--- begin Given data ---
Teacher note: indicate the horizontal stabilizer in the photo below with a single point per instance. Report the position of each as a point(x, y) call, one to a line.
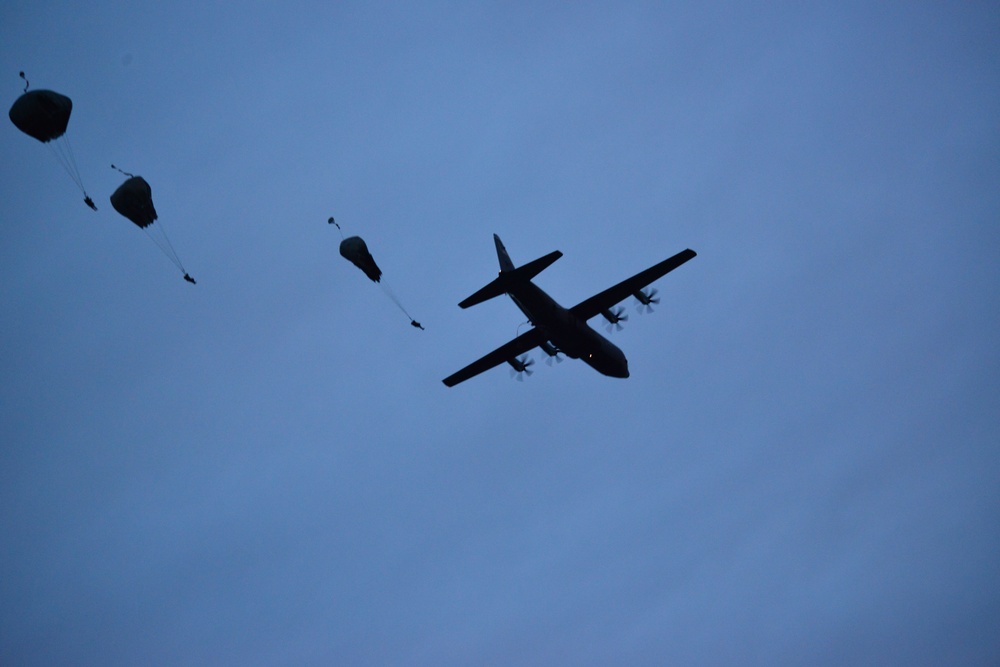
point(508, 279)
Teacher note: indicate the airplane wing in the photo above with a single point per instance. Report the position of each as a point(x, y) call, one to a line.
point(609, 297)
point(509, 350)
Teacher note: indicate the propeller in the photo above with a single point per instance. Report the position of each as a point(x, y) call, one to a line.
point(521, 367)
point(646, 300)
point(615, 319)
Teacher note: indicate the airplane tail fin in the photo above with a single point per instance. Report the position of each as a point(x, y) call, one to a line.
point(509, 276)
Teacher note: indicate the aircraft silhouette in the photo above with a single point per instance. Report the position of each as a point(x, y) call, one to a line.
point(557, 329)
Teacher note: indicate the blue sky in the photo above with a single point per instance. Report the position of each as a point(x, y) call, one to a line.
point(266, 469)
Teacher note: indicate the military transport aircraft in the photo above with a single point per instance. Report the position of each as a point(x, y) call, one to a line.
point(557, 329)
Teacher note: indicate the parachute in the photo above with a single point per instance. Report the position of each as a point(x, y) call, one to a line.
point(44, 115)
point(134, 200)
point(355, 250)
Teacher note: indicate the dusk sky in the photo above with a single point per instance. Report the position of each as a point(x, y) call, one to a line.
point(266, 469)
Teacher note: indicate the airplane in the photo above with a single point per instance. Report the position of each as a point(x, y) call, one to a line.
point(556, 329)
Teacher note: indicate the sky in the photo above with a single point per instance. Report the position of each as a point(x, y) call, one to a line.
point(265, 468)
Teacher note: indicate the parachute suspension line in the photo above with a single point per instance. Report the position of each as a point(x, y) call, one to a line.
point(395, 299)
point(63, 152)
point(331, 221)
point(158, 235)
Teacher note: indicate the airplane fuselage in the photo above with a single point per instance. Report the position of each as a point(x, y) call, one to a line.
point(568, 332)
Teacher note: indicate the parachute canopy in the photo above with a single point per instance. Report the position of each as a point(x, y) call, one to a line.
point(354, 250)
point(42, 114)
point(134, 200)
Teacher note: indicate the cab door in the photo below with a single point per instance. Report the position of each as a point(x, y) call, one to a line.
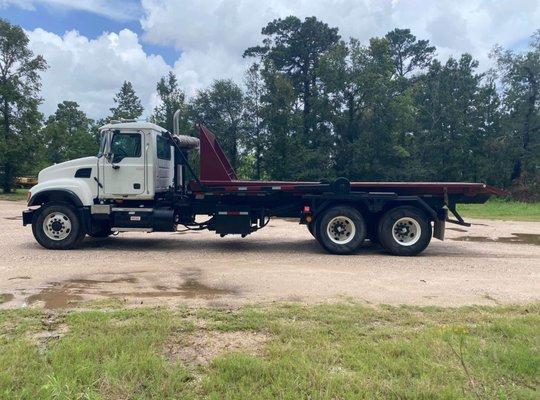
point(124, 170)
--- end Given data ---
Your goal:
Can you print the listing above word for word, starting at its first line and going on through the line containing "point(509, 276)", with both ends included and the pictures left out?

Solution to this exercise:
Teacher note: indicate the horizontal stabilizer in the photo below with a single point per instance. Report the position of each as a point(x, y) call, one to a line.
point(508, 279)
Teacher note: indicate the airplane wing in the photo above with a single point per instance. Report the position of each as a point(x, y) call, one to a line.
point(609, 297)
point(509, 350)
Teacher note: indicate the propeller in the photo above with a single point per instance. Report the position of each as a point(x, y) call, one to a line.
point(521, 367)
point(646, 300)
point(615, 319)
Teacher note: indicate the airplane tail fin in the photo above with a single point per instance. Report the position of each as a point(x, y) call, one to a line.
point(509, 276)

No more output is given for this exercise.